**Set task:** Every entry below must appear again, exactly as written.

================

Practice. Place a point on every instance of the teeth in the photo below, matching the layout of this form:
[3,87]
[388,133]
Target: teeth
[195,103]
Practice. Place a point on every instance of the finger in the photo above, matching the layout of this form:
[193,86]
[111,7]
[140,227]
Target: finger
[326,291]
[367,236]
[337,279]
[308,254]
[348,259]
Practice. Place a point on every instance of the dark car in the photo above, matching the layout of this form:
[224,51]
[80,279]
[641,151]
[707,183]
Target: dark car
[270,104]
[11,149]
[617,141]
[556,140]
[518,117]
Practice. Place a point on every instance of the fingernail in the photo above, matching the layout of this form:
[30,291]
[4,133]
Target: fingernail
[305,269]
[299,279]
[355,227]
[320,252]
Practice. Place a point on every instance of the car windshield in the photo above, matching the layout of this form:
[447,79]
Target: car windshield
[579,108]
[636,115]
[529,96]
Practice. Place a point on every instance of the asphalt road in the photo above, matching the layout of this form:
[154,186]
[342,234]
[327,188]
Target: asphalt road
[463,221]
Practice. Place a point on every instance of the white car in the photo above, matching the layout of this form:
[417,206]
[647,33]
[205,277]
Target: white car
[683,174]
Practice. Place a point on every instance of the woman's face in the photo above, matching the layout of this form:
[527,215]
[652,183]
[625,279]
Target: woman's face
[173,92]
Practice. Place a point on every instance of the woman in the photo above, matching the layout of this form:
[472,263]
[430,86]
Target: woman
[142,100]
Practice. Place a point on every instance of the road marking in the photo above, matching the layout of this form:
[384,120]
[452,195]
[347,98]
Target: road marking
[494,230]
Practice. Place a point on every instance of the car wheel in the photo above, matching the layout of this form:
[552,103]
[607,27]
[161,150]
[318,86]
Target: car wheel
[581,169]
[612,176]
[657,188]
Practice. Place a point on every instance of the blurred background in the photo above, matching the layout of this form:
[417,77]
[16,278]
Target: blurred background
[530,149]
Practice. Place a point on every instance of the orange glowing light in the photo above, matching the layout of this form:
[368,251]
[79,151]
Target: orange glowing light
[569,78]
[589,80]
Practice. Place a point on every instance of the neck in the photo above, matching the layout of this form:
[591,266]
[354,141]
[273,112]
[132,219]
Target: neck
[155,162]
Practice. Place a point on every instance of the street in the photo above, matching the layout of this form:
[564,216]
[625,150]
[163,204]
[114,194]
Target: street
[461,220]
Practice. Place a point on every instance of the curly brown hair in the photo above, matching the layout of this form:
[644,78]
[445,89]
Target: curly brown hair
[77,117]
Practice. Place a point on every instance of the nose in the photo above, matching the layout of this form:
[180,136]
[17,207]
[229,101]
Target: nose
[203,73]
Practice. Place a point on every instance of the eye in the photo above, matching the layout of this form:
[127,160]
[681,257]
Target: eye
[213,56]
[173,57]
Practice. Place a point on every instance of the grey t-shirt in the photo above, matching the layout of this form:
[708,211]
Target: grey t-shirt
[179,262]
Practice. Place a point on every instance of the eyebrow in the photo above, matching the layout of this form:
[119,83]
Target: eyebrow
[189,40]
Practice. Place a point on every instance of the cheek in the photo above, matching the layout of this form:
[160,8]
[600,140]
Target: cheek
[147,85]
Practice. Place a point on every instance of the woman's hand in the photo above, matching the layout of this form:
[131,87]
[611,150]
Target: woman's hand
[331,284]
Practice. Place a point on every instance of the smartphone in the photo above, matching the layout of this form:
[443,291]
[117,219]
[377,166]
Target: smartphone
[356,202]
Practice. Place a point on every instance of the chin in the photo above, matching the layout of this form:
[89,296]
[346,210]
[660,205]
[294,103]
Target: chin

================

**Finished task:**
Practice. Place a point on every instance of the teeth in the photo below, matching the layout of this form:
[3,87]
[388,133]
Target: teeth
[195,103]
Practice. Place a point on every instance of the finger in the photo above, matching the layout of this form:
[193,86]
[111,7]
[140,227]
Target: finger
[326,291]
[367,236]
[337,279]
[308,254]
[348,259]
Practice. Place a point on every instance of the dark car in the photo above, matching the layout of this form:
[224,51]
[80,279]
[641,151]
[707,183]
Target: dark car
[270,104]
[11,149]
[617,141]
[556,140]
[518,117]
Practice. Place a point on every instance of the fingernail in the photo above, matching the layout of this form:
[30,291]
[4,133]
Target: fingernail
[305,269]
[299,279]
[355,227]
[320,252]
Practice. Place a point on every instance of the car windshield in the photo above, matching the layout of this form:
[447,79]
Target: car windshield
[579,108]
[636,115]
[529,96]
Practice. Place a point on every instance of the asphalt road in the photo above, matching the layout of this form:
[154,186]
[342,234]
[327,188]
Target: asphalt road
[463,221]
Practice. Place a point on every instance of the white car in the photo above, matching the layout of this form:
[417,206]
[647,33]
[205,277]
Target: white car
[683,174]
Practice. Place a point on every instance of the woman's face in the photo above, matching the layout of this form:
[527,215]
[652,183]
[625,279]
Target: woman's face
[173,92]
Practice. Place a point on every instance of the woman in the photo above, matching the layout of this form:
[472,263]
[430,86]
Target: woman
[142,100]
Practice. Place a point on every instance of the road marking in the photo above, matching the layout of this form:
[384,120]
[452,195]
[347,98]
Target: road marking
[494,230]
Practice. Place a point on every instance of the car wheel in the photo above, matching the layout of this form:
[552,103]
[607,27]
[161,150]
[318,86]
Target: car wheel
[581,169]
[612,176]
[657,188]
Practice. Place a point on every instance of the blurred background in the photo above, matching the layout of this form:
[417,77]
[16,278]
Target: blurred background
[530,149]
Practice. Place a point on every instance of the orange glowing light in the photo above, matching the layout of this form:
[368,251]
[79,151]
Target: orange glowing light
[569,78]
[589,80]
Practice. Place a point on every instance of the neck in the photo above, matching the layout of this form:
[591,266]
[354,141]
[273,112]
[132,219]
Target: neck
[155,162]
Practice. Place a point on every instance of the street in the photo above, matching the layout of this form:
[564,216]
[625,150]
[163,204]
[114,194]
Target: street
[461,220]
Practice. Place a point on every instance of the curly brown hair in the photo above, matching the layout of this form:
[644,78]
[445,89]
Target: curly brown hair
[77,117]
Practice. Place a point on every instance of the nose in the photo above, matching the layout of this form:
[180,136]
[17,207]
[229,101]
Target: nose
[203,73]
Practice. Place a point on every instance of the eye in the photo above, matching the layout of this form:
[127,160]
[681,257]
Target: eye
[213,56]
[173,57]
Practice. Place a point on every instance of the grey t-shirt in the photo above, matching the layout of this form:
[708,211]
Target: grey t-shirt
[179,262]
Practice. Place a point on every instance of the eyebrow in the photo above, matching the layout of this form:
[119,83]
Target: eyebrow
[189,40]
Practice. Place a point on every instance of the cheek in the photo above, matching the layout of this form:
[160,8]
[600,140]
Target: cheek
[147,85]
Practice. Place a point on every instance of the woman's hand in the photo above, matching the layout of this form:
[131,87]
[611,150]
Target: woman's hand
[331,284]
Practice. Place a point on every instance of the smartphone in the photo above, matching the layout of this form:
[443,291]
[117,219]
[377,166]
Target: smartphone
[356,202]
Practice. Place a point on every instance of the chin in the photo above, matching the layout of this form:
[89,296]
[346,210]
[660,205]
[294,103]
Target: chin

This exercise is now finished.